Rewrite the listing below, switching each "Spot" to "Locate" and keeping everything else unchanged. Leave the pictures out of your output.

*RAW RECORDS:*
^^^^^^^^
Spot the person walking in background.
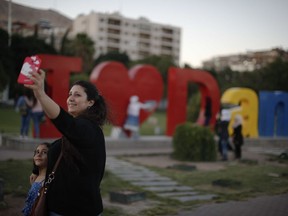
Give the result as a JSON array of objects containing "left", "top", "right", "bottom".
[
  {"left": 31, "top": 96, "right": 45, "bottom": 138},
  {"left": 204, "top": 96, "right": 212, "bottom": 126},
  {"left": 232, "top": 114, "right": 244, "bottom": 159},
  {"left": 22, "top": 143, "right": 50, "bottom": 216},
  {"left": 123, "top": 95, "right": 156, "bottom": 139},
  {"left": 24, "top": 69, "right": 108, "bottom": 216},
  {"left": 218, "top": 109, "right": 231, "bottom": 161},
  {"left": 15, "top": 89, "right": 33, "bottom": 138}
]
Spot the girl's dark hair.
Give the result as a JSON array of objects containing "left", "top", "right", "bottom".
[{"left": 72, "top": 80, "right": 109, "bottom": 126}]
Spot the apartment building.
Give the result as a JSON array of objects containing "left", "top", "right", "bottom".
[
  {"left": 203, "top": 48, "right": 288, "bottom": 72},
  {"left": 70, "top": 12, "right": 181, "bottom": 64}
]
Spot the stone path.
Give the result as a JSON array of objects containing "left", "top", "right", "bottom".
[{"left": 106, "top": 156, "right": 215, "bottom": 202}]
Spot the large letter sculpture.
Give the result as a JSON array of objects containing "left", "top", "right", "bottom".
[
  {"left": 90, "top": 61, "right": 163, "bottom": 127},
  {"left": 39, "top": 54, "right": 82, "bottom": 138},
  {"left": 166, "top": 67, "right": 220, "bottom": 136},
  {"left": 221, "top": 88, "right": 258, "bottom": 137},
  {"left": 259, "top": 91, "right": 288, "bottom": 137}
]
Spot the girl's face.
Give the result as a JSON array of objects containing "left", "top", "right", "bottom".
[
  {"left": 33, "top": 144, "right": 48, "bottom": 168},
  {"left": 67, "top": 85, "right": 94, "bottom": 117}
]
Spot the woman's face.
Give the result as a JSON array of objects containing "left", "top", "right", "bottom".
[
  {"left": 33, "top": 145, "right": 48, "bottom": 168},
  {"left": 67, "top": 85, "right": 94, "bottom": 117}
]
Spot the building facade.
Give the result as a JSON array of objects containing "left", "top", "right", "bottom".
[
  {"left": 203, "top": 48, "right": 288, "bottom": 72},
  {"left": 70, "top": 12, "right": 181, "bottom": 64}
]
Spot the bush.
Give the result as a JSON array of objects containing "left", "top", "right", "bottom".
[{"left": 172, "top": 123, "right": 217, "bottom": 161}]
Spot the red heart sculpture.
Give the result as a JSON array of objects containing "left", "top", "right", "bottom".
[{"left": 90, "top": 61, "right": 163, "bottom": 127}]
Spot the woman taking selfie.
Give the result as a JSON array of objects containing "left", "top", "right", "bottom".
[{"left": 25, "top": 70, "right": 108, "bottom": 216}]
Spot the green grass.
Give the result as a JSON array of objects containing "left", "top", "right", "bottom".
[
  {"left": 0, "top": 157, "right": 288, "bottom": 216},
  {"left": 0, "top": 107, "right": 166, "bottom": 136},
  {"left": 150, "top": 164, "right": 288, "bottom": 201}
]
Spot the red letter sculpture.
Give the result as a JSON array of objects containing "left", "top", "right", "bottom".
[{"left": 166, "top": 68, "right": 220, "bottom": 136}]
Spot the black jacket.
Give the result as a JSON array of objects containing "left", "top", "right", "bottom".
[{"left": 46, "top": 109, "right": 106, "bottom": 216}]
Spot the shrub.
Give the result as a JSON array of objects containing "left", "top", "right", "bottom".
[{"left": 172, "top": 122, "right": 217, "bottom": 161}]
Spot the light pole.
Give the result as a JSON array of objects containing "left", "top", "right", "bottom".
[{"left": 7, "top": 0, "right": 12, "bottom": 47}]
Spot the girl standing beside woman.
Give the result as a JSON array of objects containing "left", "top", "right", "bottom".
[
  {"left": 22, "top": 143, "right": 50, "bottom": 216},
  {"left": 25, "top": 70, "right": 108, "bottom": 216}
]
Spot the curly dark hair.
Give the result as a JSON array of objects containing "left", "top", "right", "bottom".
[{"left": 72, "top": 80, "right": 109, "bottom": 126}]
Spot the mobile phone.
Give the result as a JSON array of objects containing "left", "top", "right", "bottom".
[{"left": 17, "top": 55, "right": 42, "bottom": 85}]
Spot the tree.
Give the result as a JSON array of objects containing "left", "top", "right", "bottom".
[{"left": 61, "top": 33, "right": 95, "bottom": 73}]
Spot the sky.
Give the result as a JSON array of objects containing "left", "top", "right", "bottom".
[{"left": 12, "top": 0, "right": 288, "bottom": 67}]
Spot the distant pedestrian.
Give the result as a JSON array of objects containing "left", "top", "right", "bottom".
[
  {"left": 204, "top": 96, "right": 212, "bottom": 126},
  {"left": 232, "top": 114, "right": 244, "bottom": 159},
  {"left": 218, "top": 109, "right": 231, "bottom": 161},
  {"left": 31, "top": 96, "right": 45, "bottom": 138},
  {"left": 124, "top": 95, "right": 156, "bottom": 139}
]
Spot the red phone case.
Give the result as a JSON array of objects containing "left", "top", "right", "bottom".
[{"left": 17, "top": 55, "right": 41, "bottom": 85}]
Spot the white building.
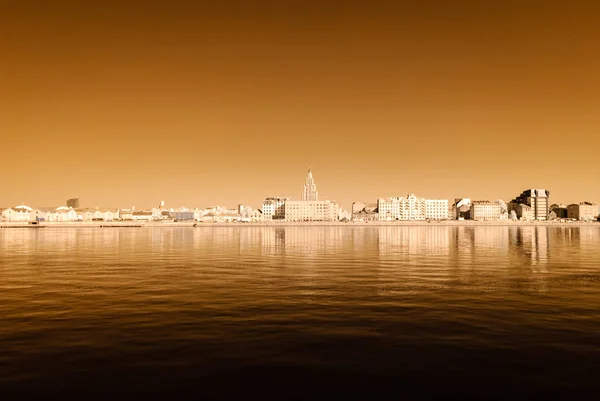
^^^^^^^^
*CORRECT RESPONSE:*
Locate the person walking in background.
Give the result as a JSON array of objects containing "left", "top", "right", "bottom".
[
  {"left": 31, "top": 96, "right": 45, "bottom": 138},
  {"left": 204, "top": 96, "right": 212, "bottom": 126},
  {"left": 232, "top": 114, "right": 244, "bottom": 159},
  {"left": 22, "top": 143, "right": 50, "bottom": 216},
  {"left": 123, "top": 95, "right": 156, "bottom": 139},
  {"left": 24, "top": 69, "right": 108, "bottom": 216},
  {"left": 218, "top": 109, "right": 231, "bottom": 161},
  {"left": 15, "top": 89, "right": 33, "bottom": 138}
]
Locate the girl's dark hair.
Give the result as a JSON array of objects containing "left", "top", "right", "bottom".
[{"left": 72, "top": 80, "right": 109, "bottom": 126}]
Locate the apartment building.
Give the result as a JSON array of objects containing "left", "top", "right", "bottom".
[
  {"left": 203, "top": 48, "right": 288, "bottom": 72},
  {"left": 70, "top": 12, "right": 181, "bottom": 64}
]
Locate the stone path.
Give the result as a JSON array of objects containing "left", "top", "right", "bottom".
[{"left": 106, "top": 156, "right": 215, "bottom": 202}]
Locate the large letter sculpture.
Give the result as a JSON array of objects containing "left", "top", "right", "bottom".
[
  {"left": 90, "top": 61, "right": 163, "bottom": 127},
  {"left": 39, "top": 54, "right": 82, "bottom": 138},
  {"left": 166, "top": 67, "right": 220, "bottom": 136},
  {"left": 221, "top": 88, "right": 258, "bottom": 137},
  {"left": 259, "top": 91, "right": 288, "bottom": 137}
]
Locate the girl's face.
Give the result as a JSON array of objects containing "left", "top", "right", "bottom".
[
  {"left": 33, "top": 144, "right": 48, "bottom": 168},
  {"left": 67, "top": 85, "right": 94, "bottom": 117}
]
Locate the woman's face.
Give the result as a JSON array of objects containing "left", "top", "right", "bottom".
[
  {"left": 33, "top": 145, "right": 48, "bottom": 168},
  {"left": 67, "top": 85, "right": 94, "bottom": 117}
]
Locate the building facade.
Give the result as a JSON array of objects containing "left", "top", "right", "bottom".
[
  {"left": 203, "top": 48, "right": 288, "bottom": 72},
  {"left": 70, "top": 12, "right": 181, "bottom": 64}
]
Locate the bush.
Give the result as a JSON array of objects containing "left", "top", "right", "bottom".
[{"left": 172, "top": 123, "right": 217, "bottom": 161}]
Locate the red heart sculpture.
Give the result as a JSON array of objects containing "left", "top", "right", "bottom".
[{"left": 90, "top": 61, "right": 163, "bottom": 127}]
Locate the woman taking selfie.
Give the result as a JSON array of objects containing "left", "top", "right", "bottom".
[{"left": 25, "top": 70, "right": 108, "bottom": 216}]
Locate the green grass.
Give the result as a JSON array of objects containing "left", "top", "right", "bottom".
[
  {"left": 0, "top": 157, "right": 288, "bottom": 216},
  {"left": 0, "top": 107, "right": 166, "bottom": 136},
  {"left": 150, "top": 164, "right": 288, "bottom": 201}
]
Locate the red letter sculpture.
Give the result as a JSON array of objects containing "left", "top", "right", "bottom".
[{"left": 166, "top": 68, "right": 220, "bottom": 136}]
Locate the black jacket.
Give the result as a JSON array of objects containing "left", "top", "right", "bottom".
[{"left": 46, "top": 109, "right": 106, "bottom": 216}]
Locate the shrub.
Give the result as a JSON array of objects containing "left", "top", "right", "bottom".
[{"left": 172, "top": 122, "right": 217, "bottom": 161}]
Locate the light pole.
Give the result as a JSON array of objects containing "left", "top", "right", "bottom".
[{"left": 7, "top": 0, "right": 12, "bottom": 47}]
Locate the girl standing beside woman.
Give the result as a JSON array of objects containing "left", "top", "right", "bottom".
[
  {"left": 22, "top": 143, "right": 50, "bottom": 216},
  {"left": 25, "top": 70, "right": 108, "bottom": 216}
]
Locate the curly dark hair.
Give the result as a JSON array of objects containing "left", "top", "right", "bottom".
[{"left": 72, "top": 80, "right": 109, "bottom": 126}]
Locate the mobile phone.
Give the result as a JSON array of objects containing "left", "top", "right", "bottom".
[{"left": 17, "top": 55, "right": 42, "bottom": 85}]
Locate the tree.
Give the result as a JSON array of objects containing "left", "top", "right", "bottom".
[{"left": 61, "top": 33, "right": 95, "bottom": 73}]
Locate the sky.
Give the result as a JSON array of objects containing "left", "top", "right", "bottom".
[{"left": 12, "top": 0, "right": 288, "bottom": 67}]
Locate the distant pedestrian.
Give the result as a JSON array of objects containing "left", "top", "right", "bottom".
[
  {"left": 204, "top": 96, "right": 212, "bottom": 126},
  {"left": 232, "top": 114, "right": 244, "bottom": 159},
  {"left": 218, "top": 109, "right": 231, "bottom": 161},
  {"left": 31, "top": 96, "right": 45, "bottom": 138},
  {"left": 124, "top": 95, "right": 156, "bottom": 139}
]
Locate the red phone case.
Give the result as a JSON array of objects containing "left", "top", "right", "bottom".
[{"left": 17, "top": 55, "right": 41, "bottom": 85}]
Locate the white building.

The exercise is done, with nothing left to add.